▸ Supplied text
So the legislation is passed, and five years later the law is still slowly being implemented with all the functionalities and costs and process changes and court challenges still working their way through. We are still a long way from knowing whether this will turn out well or not. The opponents are still opposed, the public is still skeptical, the results are still out.

The first article is How HealthCare.gov Went So, So Wrong by Megan McArdle.
The Centers for Medicare and Medicaid Services inspector general has issued a new report on what went wrong with the Obamacare insurance exchanges. Or rather, one thing that went wrong: how the agency mismanaged the contracts so that they experienced significant cost overruns.

You can take this report as a searing indictment of the agency and its contracting personnel. I took something rather different away from reading it:

The architects of the law were incredibly naïve.
Federal contracting rules are crazy.
Why do I say the architects were naïve? First of all, because it seems clear that no one -- neither legislators nor administrators -- had any idea that the exchange they wanted was a very hard technical problem. They specified a site that would do real-time verification of identities and subsidies, price search, and handle payments to insurers.

Image point grounding data
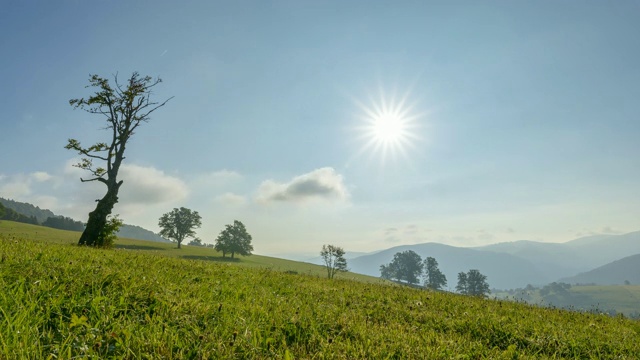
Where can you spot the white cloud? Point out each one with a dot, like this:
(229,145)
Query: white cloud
(231,199)
(148,185)
(217,178)
(324,183)
(40,176)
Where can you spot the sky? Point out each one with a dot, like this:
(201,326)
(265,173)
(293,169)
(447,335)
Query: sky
(363,124)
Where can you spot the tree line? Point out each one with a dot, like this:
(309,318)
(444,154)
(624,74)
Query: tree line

▸ Task instructions
According to the passage on HealthCare.gov, what problem does the inspector general's new report address? The data are independent material, unrelated to the passage on HealthCare.gov.

▸ Result of the exercise
How the agency mismanaged the contracts so that they experienced significant cost overruns.